State Supreme Court Rejects Pharmacy Medi-Cal Rate Appeal
On Wednesday, the California Supreme Court rejected pharmacies' appeal of a ruling that managed health care plans in the state do not have to consider how much pharmacies pay to obtain prescription drugs when setting their reimbursement rates for Medi-Cal, San Francisco Chronicle reports.
Medi-Cal is California's Medicaid program (Egelko, San Francisco Chronicle, 6/11).
Federal law requires plans to set rates high enough to provide "quality care" and "adequate ... access" for prescription medications.
A 1997 ruling by the Ninth U.S. Circuit Court of Appeals in San Francisco ordered states to consider health care providers' costs when setting Medi-Cal reimbursement rates. However, the First District Court of Appeal of California in May 2013 overturned that ruling, saying regulators can guarantee access and care quality in various ways and do not have to take into account providers' costs.

--------------------------------

### WORK ITEM
Quote the news item on the Medi-Cal pharmacy rate appeal verbatim, covering the stretch from "Federal law requires" through "account providers' costs.".

[Data excerpts]

--------------------------------

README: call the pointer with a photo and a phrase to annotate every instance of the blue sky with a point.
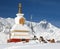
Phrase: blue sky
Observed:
(39, 9)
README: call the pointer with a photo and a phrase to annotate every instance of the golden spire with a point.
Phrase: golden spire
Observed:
(19, 8)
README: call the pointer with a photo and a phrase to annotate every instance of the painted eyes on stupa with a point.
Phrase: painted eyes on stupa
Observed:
(22, 21)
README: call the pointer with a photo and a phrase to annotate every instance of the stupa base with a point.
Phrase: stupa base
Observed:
(17, 40)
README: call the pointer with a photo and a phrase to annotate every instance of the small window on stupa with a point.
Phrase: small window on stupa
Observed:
(22, 21)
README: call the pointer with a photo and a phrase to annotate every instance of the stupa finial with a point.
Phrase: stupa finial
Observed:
(19, 8)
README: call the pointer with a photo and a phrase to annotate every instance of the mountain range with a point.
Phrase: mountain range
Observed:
(43, 28)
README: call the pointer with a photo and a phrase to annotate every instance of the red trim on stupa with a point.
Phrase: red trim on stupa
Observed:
(17, 40)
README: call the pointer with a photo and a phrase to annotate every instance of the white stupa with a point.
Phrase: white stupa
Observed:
(19, 31)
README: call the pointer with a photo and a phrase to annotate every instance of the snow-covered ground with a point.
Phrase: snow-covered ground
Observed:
(31, 46)
(43, 28)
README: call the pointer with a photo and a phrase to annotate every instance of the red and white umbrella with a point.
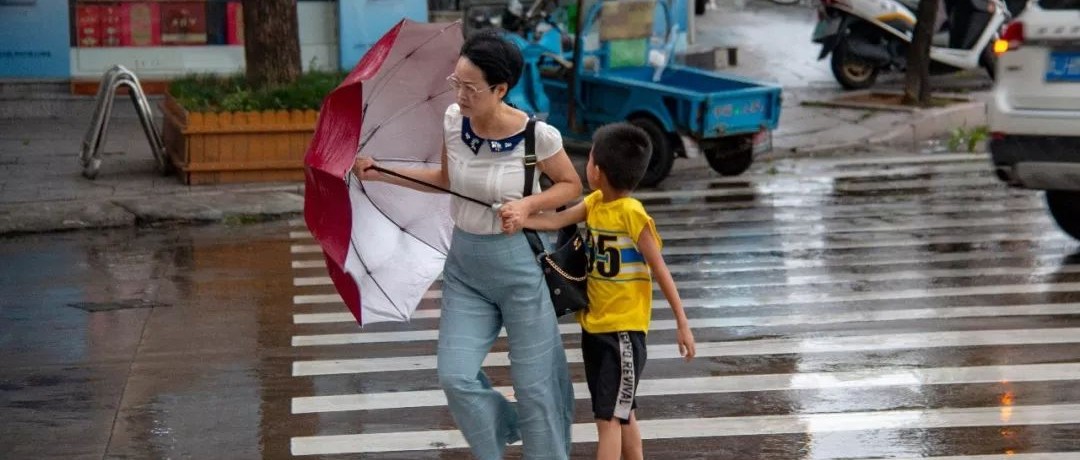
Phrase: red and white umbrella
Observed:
(383, 244)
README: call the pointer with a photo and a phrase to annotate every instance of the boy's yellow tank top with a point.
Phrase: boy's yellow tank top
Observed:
(620, 284)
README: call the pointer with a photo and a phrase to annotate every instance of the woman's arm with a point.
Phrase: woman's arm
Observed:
(567, 187)
(553, 220)
(439, 176)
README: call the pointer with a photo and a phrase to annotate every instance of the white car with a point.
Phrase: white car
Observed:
(1035, 112)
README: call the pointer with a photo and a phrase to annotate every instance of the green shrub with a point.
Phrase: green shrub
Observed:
(211, 93)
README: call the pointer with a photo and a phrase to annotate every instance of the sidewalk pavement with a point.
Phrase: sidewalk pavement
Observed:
(41, 188)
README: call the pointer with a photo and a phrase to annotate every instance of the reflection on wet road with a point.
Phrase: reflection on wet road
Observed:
(888, 307)
(891, 306)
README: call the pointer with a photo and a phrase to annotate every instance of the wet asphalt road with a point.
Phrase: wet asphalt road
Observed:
(886, 306)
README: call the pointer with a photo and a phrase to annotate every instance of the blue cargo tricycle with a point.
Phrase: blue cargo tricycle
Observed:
(622, 72)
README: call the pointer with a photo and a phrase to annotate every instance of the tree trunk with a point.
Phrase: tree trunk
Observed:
(271, 42)
(917, 82)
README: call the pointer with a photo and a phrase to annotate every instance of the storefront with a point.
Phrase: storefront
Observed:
(157, 39)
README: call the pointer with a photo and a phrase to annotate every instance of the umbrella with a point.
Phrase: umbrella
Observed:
(383, 244)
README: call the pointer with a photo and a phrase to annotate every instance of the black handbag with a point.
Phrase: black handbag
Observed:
(566, 268)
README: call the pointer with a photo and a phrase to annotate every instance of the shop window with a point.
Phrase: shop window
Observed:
(157, 23)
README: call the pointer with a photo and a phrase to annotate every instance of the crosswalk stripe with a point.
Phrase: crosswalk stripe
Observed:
(674, 429)
(761, 347)
(787, 320)
(772, 215)
(1031, 456)
(831, 278)
(799, 176)
(867, 378)
(771, 189)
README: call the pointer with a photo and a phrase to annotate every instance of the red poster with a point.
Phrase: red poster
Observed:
(184, 24)
(234, 24)
(89, 26)
(140, 24)
(111, 24)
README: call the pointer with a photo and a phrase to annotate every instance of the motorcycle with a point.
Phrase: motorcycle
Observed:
(868, 37)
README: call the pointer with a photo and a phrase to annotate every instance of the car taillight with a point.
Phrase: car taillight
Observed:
(1012, 38)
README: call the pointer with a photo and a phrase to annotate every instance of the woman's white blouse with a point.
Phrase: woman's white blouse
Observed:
(489, 175)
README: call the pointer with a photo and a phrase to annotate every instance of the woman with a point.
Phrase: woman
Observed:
(490, 279)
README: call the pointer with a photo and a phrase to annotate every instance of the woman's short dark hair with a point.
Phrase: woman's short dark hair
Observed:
(621, 151)
(499, 59)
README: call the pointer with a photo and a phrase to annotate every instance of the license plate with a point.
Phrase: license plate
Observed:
(763, 141)
(1064, 66)
(826, 28)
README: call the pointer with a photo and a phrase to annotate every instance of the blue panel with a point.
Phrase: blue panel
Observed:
(362, 23)
(1064, 66)
(35, 39)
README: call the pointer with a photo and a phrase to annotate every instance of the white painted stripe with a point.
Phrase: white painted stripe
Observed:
(823, 188)
(312, 281)
(867, 378)
(757, 201)
(832, 213)
(742, 348)
(673, 429)
(306, 248)
(347, 318)
(800, 176)
(810, 243)
(309, 264)
(874, 161)
(1036, 456)
(835, 266)
(894, 275)
(786, 299)
(786, 320)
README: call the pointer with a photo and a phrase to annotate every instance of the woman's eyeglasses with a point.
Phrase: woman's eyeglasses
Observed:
(467, 90)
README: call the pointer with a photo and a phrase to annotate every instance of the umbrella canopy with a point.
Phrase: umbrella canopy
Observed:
(383, 244)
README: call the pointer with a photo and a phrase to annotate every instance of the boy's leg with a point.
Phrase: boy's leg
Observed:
(632, 440)
(609, 445)
(467, 329)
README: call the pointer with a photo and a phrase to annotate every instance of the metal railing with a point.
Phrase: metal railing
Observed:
(94, 141)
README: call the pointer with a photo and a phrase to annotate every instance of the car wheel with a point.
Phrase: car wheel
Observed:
(850, 71)
(663, 157)
(1065, 207)
(730, 156)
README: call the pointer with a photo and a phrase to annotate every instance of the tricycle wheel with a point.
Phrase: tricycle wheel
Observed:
(851, 71)
(730, 157)
(663, 157)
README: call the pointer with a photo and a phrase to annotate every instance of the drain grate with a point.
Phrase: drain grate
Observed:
(122, 305)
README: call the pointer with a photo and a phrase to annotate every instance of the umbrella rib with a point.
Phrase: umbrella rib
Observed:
(372, 275)
(376, 206)
(387, 79)
(394, 117)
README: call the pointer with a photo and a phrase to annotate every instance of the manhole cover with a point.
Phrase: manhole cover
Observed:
(121, 305)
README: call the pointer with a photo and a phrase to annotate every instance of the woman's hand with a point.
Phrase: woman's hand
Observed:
(363, 168)
(513, 215)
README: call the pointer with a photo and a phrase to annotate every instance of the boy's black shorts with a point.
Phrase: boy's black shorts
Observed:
(613, 365)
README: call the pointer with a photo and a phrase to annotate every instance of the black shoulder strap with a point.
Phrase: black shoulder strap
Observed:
(530, 166)
(530, 156)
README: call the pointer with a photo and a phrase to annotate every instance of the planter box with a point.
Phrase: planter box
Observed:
(237, 147)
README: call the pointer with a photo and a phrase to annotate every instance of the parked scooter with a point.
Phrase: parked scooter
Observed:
(868, 37)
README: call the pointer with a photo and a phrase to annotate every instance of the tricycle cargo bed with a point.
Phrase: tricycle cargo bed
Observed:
(702, 105)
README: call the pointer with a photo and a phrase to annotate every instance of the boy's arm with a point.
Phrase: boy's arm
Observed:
(555, 220)
(650, 249)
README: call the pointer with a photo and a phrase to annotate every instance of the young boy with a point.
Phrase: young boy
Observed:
(625, 256)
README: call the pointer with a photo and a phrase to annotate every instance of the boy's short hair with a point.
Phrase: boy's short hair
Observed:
(622, 151)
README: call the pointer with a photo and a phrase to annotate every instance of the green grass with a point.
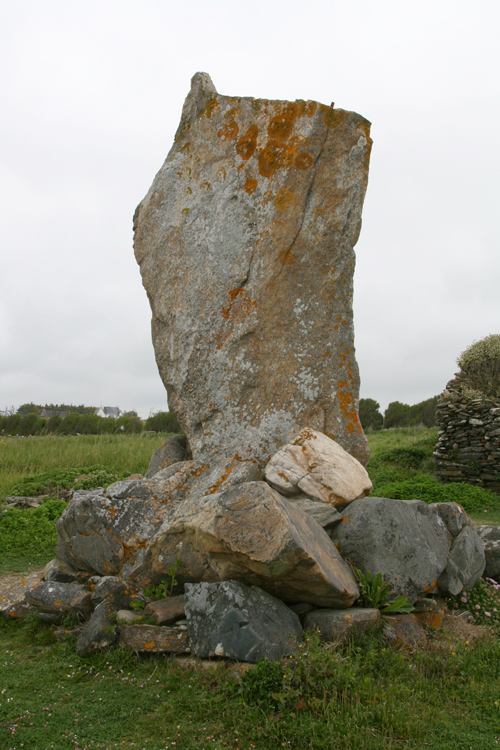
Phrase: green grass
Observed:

--------------------------------

### YOUR SOLUTION
Federal law requires plans to set rates high enough to provide "quality care" and "adequate ... access" for prescription medications.
A 1997 ruling by the Ninth U.S. Circuit Court of Appeals in San Francisco ordered states to consider health care providers' costs when setting Medi-Cal reimbursement rates. However, the First District Court of Appeal of California in May 2013 overturned that ruling, saying regulators can guarantee access and care quality in various ways and do not have to take into account providers' costs.